- _What you need to do_
Give the data again exactly, stopping after the "green plant --all-instances" line.

----- Material shown -----

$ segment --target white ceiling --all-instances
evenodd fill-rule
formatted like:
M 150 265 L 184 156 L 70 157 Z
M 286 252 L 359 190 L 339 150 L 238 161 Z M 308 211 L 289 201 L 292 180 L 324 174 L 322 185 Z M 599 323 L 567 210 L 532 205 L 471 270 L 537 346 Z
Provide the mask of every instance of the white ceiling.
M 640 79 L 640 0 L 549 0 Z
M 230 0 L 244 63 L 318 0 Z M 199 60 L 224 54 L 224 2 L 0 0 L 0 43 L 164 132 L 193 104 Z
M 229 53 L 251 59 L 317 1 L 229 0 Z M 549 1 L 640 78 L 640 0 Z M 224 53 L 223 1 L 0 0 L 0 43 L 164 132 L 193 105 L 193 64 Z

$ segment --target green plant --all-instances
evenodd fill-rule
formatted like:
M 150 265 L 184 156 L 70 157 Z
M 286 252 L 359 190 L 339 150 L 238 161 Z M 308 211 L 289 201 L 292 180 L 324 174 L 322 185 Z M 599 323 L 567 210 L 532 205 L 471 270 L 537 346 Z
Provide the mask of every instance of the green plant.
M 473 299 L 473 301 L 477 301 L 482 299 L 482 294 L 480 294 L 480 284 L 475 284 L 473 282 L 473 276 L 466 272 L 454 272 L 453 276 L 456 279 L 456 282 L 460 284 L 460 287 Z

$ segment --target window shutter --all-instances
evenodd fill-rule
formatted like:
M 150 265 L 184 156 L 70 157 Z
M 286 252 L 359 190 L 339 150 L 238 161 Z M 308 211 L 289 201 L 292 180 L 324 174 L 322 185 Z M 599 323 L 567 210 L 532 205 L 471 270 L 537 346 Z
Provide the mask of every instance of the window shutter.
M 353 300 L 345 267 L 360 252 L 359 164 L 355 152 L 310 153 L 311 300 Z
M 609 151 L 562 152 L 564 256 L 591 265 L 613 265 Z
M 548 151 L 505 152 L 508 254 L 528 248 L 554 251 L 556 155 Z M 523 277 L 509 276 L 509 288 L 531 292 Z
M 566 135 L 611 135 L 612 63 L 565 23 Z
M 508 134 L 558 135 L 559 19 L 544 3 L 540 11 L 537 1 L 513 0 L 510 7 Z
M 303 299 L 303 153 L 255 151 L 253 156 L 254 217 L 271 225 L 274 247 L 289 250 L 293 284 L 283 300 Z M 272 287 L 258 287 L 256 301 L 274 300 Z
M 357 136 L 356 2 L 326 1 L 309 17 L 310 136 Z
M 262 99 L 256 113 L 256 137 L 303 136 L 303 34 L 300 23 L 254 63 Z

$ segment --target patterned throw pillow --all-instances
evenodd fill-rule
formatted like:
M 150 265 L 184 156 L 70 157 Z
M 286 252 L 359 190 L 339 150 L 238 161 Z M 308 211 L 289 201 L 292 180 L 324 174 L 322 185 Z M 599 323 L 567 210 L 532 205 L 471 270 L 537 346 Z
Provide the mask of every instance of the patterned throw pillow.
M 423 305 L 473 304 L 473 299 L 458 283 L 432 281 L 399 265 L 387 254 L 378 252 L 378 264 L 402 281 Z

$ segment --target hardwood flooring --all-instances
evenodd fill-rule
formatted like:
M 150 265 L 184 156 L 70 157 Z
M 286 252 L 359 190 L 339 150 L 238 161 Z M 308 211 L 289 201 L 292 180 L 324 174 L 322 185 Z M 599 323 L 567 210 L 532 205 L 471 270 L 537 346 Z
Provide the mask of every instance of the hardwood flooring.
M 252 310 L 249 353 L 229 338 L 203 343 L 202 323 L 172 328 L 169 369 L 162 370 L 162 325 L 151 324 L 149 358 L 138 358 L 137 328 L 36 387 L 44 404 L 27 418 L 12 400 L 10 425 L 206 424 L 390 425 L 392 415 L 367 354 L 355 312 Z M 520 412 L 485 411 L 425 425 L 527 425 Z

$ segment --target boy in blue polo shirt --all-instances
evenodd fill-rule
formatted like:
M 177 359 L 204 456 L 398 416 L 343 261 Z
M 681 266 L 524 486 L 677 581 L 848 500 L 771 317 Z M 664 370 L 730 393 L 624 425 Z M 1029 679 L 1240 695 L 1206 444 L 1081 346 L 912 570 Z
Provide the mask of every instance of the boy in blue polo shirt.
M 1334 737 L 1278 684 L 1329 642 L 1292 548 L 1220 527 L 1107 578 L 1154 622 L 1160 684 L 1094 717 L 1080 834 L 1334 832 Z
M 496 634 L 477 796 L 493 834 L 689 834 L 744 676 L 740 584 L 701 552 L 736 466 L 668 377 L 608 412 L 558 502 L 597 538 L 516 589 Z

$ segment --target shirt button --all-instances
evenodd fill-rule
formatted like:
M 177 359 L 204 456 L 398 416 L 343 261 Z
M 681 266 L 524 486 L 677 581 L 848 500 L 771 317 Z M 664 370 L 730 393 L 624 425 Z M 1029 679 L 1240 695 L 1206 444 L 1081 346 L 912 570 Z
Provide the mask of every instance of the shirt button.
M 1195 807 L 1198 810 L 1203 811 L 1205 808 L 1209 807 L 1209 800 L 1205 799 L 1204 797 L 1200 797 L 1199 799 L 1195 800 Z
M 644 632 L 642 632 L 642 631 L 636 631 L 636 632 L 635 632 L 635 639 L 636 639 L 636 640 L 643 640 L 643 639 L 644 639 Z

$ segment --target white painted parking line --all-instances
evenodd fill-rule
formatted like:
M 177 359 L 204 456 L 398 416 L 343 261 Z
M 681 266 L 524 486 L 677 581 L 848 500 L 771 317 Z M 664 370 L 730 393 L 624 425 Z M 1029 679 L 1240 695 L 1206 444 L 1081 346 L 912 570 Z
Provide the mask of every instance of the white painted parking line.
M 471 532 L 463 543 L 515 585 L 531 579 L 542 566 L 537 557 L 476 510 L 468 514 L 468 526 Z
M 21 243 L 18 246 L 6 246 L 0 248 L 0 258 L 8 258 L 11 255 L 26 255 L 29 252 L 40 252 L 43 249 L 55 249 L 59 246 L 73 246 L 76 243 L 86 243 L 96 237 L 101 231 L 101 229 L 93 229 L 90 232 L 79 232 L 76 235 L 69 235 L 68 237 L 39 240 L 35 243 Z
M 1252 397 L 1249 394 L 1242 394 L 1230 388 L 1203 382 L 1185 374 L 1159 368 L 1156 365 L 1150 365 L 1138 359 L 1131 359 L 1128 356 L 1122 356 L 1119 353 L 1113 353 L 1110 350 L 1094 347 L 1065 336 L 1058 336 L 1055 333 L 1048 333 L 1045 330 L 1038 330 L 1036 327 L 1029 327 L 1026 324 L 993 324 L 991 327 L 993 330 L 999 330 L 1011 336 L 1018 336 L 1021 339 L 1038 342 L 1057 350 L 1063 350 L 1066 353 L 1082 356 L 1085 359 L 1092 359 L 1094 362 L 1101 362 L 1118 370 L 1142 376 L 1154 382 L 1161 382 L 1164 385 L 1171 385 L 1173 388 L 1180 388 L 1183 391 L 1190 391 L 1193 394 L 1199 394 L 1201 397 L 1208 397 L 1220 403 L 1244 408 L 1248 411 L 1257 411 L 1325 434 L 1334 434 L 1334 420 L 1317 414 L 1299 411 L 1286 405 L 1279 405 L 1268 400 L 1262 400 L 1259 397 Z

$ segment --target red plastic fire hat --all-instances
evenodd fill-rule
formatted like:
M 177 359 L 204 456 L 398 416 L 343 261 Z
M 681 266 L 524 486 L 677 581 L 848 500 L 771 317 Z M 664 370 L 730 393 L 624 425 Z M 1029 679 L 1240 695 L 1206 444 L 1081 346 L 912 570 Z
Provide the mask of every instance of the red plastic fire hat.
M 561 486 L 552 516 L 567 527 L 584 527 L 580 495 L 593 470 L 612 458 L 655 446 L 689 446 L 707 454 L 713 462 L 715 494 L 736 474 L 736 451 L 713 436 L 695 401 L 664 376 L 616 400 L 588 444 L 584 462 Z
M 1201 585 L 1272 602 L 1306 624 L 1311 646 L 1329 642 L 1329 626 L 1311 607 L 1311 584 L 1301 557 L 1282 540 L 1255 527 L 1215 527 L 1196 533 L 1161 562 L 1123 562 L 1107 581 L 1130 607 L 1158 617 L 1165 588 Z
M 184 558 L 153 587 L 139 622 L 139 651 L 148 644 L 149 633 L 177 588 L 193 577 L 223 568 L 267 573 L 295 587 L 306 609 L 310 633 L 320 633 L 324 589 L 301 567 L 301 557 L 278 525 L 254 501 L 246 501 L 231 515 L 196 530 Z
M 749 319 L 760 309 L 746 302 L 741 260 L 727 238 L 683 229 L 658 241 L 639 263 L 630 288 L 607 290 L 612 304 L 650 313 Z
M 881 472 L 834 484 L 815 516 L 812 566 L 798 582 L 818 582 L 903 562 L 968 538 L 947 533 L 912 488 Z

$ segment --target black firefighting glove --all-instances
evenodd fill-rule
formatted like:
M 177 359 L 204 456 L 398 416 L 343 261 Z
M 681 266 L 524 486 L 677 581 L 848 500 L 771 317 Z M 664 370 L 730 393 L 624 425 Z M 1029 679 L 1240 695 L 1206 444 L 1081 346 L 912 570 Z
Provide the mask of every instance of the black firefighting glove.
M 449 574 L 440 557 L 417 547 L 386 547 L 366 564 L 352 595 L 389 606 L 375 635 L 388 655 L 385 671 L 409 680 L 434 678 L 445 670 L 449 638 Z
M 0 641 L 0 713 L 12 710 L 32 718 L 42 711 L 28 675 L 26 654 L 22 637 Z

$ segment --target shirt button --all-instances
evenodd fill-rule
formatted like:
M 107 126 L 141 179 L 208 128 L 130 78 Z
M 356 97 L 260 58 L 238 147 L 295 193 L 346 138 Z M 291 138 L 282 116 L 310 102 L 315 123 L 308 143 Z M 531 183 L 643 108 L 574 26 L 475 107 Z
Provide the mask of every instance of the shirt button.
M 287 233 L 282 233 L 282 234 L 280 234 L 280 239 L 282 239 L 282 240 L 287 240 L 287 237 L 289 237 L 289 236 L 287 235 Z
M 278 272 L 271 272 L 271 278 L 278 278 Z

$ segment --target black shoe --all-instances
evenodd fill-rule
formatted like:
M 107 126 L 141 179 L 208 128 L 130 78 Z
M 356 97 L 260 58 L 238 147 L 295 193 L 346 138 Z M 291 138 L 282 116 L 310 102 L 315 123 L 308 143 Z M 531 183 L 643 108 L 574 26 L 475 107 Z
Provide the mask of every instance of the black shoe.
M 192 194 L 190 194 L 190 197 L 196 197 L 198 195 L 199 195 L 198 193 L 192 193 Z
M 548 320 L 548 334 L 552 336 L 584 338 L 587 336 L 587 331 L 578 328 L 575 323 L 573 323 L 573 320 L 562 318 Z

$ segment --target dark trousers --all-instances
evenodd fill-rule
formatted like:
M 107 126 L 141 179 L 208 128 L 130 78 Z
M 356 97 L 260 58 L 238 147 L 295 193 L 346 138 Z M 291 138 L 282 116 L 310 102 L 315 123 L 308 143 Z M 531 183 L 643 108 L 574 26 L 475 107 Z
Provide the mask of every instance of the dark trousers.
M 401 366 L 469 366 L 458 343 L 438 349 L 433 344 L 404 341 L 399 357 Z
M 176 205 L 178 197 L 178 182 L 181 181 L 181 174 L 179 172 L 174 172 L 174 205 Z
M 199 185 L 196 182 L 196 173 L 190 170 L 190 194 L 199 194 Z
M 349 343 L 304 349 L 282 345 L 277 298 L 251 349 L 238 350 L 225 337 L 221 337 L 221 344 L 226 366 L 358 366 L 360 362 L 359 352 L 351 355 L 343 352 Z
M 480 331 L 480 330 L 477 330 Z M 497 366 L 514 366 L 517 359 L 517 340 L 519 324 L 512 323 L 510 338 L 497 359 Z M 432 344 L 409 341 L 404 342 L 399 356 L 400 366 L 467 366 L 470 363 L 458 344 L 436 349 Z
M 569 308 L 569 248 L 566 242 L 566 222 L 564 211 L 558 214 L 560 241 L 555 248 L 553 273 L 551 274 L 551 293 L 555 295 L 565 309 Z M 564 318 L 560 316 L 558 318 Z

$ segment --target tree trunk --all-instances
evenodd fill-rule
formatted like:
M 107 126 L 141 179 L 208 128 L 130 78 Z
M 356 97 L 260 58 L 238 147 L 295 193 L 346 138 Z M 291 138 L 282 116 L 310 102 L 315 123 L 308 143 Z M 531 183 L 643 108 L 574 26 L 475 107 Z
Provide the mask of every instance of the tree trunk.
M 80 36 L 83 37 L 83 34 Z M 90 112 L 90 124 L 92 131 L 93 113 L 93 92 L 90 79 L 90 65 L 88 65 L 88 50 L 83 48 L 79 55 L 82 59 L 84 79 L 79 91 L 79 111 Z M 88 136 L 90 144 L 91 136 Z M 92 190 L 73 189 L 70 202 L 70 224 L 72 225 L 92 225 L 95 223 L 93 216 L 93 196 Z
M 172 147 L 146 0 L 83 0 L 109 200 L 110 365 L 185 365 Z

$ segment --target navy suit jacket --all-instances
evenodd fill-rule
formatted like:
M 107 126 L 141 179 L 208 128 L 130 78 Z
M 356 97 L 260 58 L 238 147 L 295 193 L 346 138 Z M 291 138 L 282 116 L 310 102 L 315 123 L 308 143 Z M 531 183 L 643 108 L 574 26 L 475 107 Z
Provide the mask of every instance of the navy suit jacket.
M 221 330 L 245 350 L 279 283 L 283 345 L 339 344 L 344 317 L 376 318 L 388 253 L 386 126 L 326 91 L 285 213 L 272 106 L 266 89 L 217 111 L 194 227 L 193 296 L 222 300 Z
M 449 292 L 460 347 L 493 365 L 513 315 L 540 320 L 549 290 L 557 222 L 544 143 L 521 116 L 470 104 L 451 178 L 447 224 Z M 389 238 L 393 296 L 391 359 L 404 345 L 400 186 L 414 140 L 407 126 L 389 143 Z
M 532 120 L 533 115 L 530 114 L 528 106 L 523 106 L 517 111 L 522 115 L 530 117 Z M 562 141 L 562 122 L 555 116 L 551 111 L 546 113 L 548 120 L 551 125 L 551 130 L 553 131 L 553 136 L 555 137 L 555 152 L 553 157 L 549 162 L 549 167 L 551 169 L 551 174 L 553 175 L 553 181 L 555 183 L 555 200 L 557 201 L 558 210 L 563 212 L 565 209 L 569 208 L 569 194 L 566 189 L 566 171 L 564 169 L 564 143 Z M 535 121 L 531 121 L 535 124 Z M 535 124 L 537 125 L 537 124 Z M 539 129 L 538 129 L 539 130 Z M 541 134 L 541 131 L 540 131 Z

-----

- _Exercise answer_
$ segment --target white ceiling --all-instances
evenodd fill-rule
formatted like:
M 150 265 L 184 156 L 70 157 Z
M 286 252 L 359 190 L 339 150 L 238 161 Z M 308 211 L 289 201 L 292 180 L 324 174 L 322 185 Z M 599 323 L 567 210 L 532 205 L 471 270 L 537 346 Z
Provide the mask of every instance of the white ceiling.
M 640 79 L 640 0 L 549 0 Z
M 230 0 L 244 63 L 318 0 Z M 199 60 L 224 54 L 224 2 L 0 0 L 0 43 L 164 132 L 193 104 Z
M 229 53 L 251 59 L 317 1 L 229 0 Z M 549 1 L 640 78 L 640 0 Z M 224 53 L 223 1 L 0 0 L 0 43 L 164 132 L 193 105 L 193 64 Z

$ segment --target green plant --all-instances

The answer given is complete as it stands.